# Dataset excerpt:

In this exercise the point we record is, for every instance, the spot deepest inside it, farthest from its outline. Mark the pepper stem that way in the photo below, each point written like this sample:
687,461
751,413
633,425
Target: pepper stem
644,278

# AIM OF THE EXERCISE:
Reproduce every row above in full, requests included, rescaling each point coordinate in the answers by a factor of 1.75 and rounding to the nearest whole number, with halves rounded up. Leave all numbers in the requests unchanged, including the sample points that show the format.

# THE RESPONSE:
In this exercise the point we record is, for every instance, the spot deepest inside it, farthest from its outline. Mark the pepper stem that way in the photo below, each point written like this sample:
687,461
751,413
633,425
Target: pepper stem
1127,487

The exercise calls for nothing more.